### [Data to use]
►
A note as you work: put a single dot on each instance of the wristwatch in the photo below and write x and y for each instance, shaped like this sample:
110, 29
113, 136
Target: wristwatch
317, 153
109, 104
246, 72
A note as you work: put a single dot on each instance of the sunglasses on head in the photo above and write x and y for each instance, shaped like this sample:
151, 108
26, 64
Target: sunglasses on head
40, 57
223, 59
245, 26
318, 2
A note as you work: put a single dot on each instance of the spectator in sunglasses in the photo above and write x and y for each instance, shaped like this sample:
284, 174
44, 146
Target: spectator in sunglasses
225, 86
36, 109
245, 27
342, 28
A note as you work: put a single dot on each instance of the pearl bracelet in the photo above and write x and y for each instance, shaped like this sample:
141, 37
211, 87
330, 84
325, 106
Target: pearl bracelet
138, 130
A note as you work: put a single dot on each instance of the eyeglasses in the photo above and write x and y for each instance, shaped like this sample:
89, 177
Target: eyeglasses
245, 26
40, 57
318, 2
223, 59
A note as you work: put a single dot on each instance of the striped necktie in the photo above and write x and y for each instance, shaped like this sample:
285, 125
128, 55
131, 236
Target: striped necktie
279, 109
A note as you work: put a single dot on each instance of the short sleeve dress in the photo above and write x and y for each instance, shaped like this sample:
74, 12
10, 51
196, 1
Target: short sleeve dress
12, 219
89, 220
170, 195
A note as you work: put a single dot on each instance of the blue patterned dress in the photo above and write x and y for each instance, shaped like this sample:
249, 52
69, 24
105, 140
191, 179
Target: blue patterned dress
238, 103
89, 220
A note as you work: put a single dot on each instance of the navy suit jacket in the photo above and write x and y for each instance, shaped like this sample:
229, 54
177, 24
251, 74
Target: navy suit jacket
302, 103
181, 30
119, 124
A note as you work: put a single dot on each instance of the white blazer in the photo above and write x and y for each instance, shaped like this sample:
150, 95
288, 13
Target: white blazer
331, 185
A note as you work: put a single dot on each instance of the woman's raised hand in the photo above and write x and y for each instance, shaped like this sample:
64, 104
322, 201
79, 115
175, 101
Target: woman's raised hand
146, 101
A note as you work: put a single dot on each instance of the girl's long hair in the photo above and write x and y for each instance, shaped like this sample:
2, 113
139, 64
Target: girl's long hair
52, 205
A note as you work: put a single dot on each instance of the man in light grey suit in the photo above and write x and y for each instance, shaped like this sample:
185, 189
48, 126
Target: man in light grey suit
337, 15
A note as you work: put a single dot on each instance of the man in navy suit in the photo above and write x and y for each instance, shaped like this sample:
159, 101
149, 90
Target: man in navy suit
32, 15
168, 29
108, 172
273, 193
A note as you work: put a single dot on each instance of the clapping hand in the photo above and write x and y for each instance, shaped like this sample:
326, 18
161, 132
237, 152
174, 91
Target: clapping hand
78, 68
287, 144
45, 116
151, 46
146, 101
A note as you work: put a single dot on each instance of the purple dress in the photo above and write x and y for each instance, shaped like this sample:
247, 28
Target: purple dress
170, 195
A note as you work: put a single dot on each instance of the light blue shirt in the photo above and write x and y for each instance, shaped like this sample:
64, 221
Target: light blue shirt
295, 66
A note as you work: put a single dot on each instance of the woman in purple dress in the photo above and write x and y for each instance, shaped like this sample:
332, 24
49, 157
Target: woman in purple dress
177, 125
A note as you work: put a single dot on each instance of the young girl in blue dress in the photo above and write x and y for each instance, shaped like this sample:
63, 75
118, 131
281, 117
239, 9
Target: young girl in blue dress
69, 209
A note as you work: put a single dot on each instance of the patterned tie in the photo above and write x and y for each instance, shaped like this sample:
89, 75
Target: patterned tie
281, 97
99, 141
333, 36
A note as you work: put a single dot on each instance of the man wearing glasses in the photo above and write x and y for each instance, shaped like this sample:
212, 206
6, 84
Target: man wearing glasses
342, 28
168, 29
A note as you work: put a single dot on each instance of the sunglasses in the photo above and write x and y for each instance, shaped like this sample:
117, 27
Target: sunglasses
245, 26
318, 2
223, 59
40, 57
◄
### [What is expected]
Word for word, copy all of the listing above.

### [Exercise result]
A note as you work: put a single dot on each instance of the wristwatch in the photo below and write x and y for each instance, shaped like this sample:
110, 29
113, 136
Target: wristwatch
317, 153
109, 104
246, 72
A note as you work: put a single dot on each instance of the sunglasses on head in the photo above and write x and y for each instance, shaped like this sample:
151, 108
26, 64
Target: sunglasses on head
40, 57
223, 59
245, 26
318, 2
A note as you work: put a single dot on each instance of the spectator in sunglasses in the photo above and write x and y for each instance, shaped like this sample:
284, 174
44, 146
Target: spectator in sunglasses
225, 86
36, 109
245, 27
342, 28
A note as you work: put a single dot on each instance of the pearl bracelet in the photo above and write x and y for each instance, shaped like this sample:
141, 37
211, 87
330, 84
325, 106
Target: pearl bracelet
138, 130
A note as you work: put a single dot on each instance of the eyeglasses in the photo above and write x and y for each instance, shaped like this sample:
89, 177
Target: eyeglasses
245, 26
40, 57
318, 2
223, 59
A note as you work: put a single dot on each instance of the striped necktie in the photo above and write x and y for each instance, shaped like this sample:
285, 125
128, 55
131, 236
Target: striped necktie
279, 109
A note as you work: put a single dot on each instance of the short sleeve dress in the photo above and write x and y for each instance, shaped like this sample:
74, 12
10, 51
196, 1
Target: short sleeve dress
12, 219
89, 220
170, 195
A note as you work: put a single dot on each instance of the blue patterned dress in the photo above and write x and y for each instance, shaped like this sample:
249, 52
69, 24
105, 140
191, 179
Target: blue patterned dress
238, 103
89, 220
A note as you work: put a single dot on each instance of the navy suit jacket in the photo above and write x and y for each instance, shaped like this sample:
229, 54
177, 24
251, 74
Target: navy suit jacket
302, 103
181, 30
119, 124
A note as you work: put a single dot on each instance of the white blazer in the photo above and write x and y for each instance, shaped like this sample:
150, 95
288, 13
Target: white blazer
331, 185
A note as you work: put a single dot on each instance of the woman's raised hand in the photo above and write x and y for each instance, shaped like this sample:
64, 104
322, 201
79, 115
175, 101
Target: woman's raised hand
146, 101
A note as you work: put a single dot on each instance of the girl's long hair in the photo above and write x and y for each instance, shaped like this sample:
2, 113
139, 64
Target: girl's long hair
52, 205
A note as you work: put a single dot on each instance of the man in light grey suit in the photo above and write x and y for each instance, shaped like this sample:
185, 189
48, 126
Target: man in light grey suit
337, 15
A note as you work: put a single dot on each instance of the man in navy suit in the photo above and write x and y for each instance, shaped like this sample:
159, 101
149, 90
Target: man in navy suit
32, 15
168, 29
108, 172
273, 193
A note as you work: put a single dot on each instance of the clapping hand in the photo above and write x and y for each instance, shaped like this sample:
326, 18
161, 132
237, 152
174, 91
Target: clapping hand
78, 68
287, 144
45, 116
151, 46
146, 101
A note as you work: put a single dot on each instance of the purple dress in the photo above and write x and y for each instance, shaped like this sample:
247, 28
Target: purple dress
170, 195
A note as you work: put a single dot on each instance of the light blue shirt in the photo above and write x and y for each instance, shaped like this sample:
64, 221
Target: light blue shirt
295, 66
A note as you work: put a single dot on each instance of the woman in purple dress in the photo above and write x and y for each instance, shaped like this sample:
332, 24
49, 157
Target: woman in purple dress
177, 125
A note as you work: put a single dot on each instance of the young girl in blue dress in the photo above and write x and y for each instance, shaped like this sample:
63, 75
118, 131
281, 117
239, 9
Target: young girl in blue dress
69, 209
A note as you work: put a single dot on each instance of the patterned tie in the photo above and write x and y for each instance, shaped like this sample:
89, 75
Target: patterned tie
281, 97
99, 141
333, 36
A note as you work: put a single dot on each instance of the man wearing glasses in the photo above and write x and y for each instance, shaped like this sample:
212, 206
6, 84
Target: man wearing glasses
342, 28
168, 29
A note as you work: put a single dot on each instance of the sunglasses in the photo above and write x and y for each instance, shaped like this sample:
117, 27
Target: sunglasses
245, 26
318, 2
223, 59
40, 57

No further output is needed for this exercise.